▶ [INSTRUCTIONS FOR THE TASK] Check each line of the data for "church" and select those that have it.

▶ [DATASET EXTRACT]
- - - -
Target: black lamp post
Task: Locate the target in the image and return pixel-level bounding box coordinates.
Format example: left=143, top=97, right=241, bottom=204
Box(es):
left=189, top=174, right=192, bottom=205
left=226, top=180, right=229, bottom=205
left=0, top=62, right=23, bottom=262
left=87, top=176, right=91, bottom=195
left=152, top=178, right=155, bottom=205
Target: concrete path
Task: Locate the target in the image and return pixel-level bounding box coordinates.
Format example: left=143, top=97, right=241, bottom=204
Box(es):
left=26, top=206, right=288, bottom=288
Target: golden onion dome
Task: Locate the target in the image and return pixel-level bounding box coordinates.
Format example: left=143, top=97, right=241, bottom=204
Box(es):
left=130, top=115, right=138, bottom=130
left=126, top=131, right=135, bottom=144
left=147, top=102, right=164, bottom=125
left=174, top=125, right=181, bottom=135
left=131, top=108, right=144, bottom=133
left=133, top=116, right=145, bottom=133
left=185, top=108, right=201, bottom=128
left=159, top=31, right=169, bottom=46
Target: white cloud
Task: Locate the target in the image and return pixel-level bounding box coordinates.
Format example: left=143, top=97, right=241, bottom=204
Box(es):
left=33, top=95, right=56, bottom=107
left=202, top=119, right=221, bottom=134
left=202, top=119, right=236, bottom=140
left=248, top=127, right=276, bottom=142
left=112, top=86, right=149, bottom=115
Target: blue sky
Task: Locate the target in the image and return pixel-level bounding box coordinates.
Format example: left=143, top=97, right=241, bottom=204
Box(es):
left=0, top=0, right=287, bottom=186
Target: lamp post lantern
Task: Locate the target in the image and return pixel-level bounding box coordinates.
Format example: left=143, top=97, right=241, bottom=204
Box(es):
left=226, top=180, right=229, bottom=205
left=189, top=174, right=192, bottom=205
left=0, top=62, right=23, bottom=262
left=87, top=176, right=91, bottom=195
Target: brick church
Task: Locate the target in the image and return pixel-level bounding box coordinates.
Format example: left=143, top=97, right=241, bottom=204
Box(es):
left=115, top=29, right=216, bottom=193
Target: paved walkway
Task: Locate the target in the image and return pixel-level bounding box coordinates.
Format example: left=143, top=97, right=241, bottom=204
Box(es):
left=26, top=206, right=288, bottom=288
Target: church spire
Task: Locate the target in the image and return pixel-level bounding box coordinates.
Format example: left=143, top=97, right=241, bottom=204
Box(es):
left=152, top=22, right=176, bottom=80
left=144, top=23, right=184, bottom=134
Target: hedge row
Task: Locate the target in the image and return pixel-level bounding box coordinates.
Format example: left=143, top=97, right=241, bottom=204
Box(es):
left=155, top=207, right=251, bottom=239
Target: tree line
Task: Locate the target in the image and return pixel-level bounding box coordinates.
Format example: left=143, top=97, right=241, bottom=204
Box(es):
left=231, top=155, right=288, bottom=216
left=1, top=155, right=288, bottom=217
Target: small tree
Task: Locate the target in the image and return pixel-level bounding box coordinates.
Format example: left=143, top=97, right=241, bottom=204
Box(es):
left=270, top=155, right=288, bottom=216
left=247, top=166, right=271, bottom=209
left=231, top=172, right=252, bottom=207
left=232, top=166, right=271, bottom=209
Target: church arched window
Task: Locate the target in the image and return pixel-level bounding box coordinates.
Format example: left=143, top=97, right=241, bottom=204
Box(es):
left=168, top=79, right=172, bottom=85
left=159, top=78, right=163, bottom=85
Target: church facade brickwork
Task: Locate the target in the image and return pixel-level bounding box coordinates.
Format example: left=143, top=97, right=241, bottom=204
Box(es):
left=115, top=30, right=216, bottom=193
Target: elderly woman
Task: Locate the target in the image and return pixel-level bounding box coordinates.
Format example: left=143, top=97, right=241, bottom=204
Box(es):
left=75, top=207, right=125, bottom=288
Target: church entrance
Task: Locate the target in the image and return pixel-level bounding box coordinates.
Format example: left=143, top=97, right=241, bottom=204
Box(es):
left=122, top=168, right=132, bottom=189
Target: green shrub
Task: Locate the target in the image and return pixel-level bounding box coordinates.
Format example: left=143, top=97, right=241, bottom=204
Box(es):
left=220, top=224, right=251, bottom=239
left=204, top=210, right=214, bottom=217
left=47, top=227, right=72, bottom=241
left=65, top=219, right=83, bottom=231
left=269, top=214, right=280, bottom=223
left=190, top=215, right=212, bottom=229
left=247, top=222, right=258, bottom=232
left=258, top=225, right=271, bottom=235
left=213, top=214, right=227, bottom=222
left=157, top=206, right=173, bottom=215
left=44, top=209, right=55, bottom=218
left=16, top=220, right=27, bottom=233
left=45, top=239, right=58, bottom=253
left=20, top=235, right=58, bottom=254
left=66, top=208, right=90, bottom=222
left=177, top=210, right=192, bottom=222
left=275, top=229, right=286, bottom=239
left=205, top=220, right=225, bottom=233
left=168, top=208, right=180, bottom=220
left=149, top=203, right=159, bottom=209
- - - -
▶ [ANSWER TO THE PROBLEM]
Target: brick church
Target: church spire
Target: church arched window
Target: church facade brickwork
Target: church entrance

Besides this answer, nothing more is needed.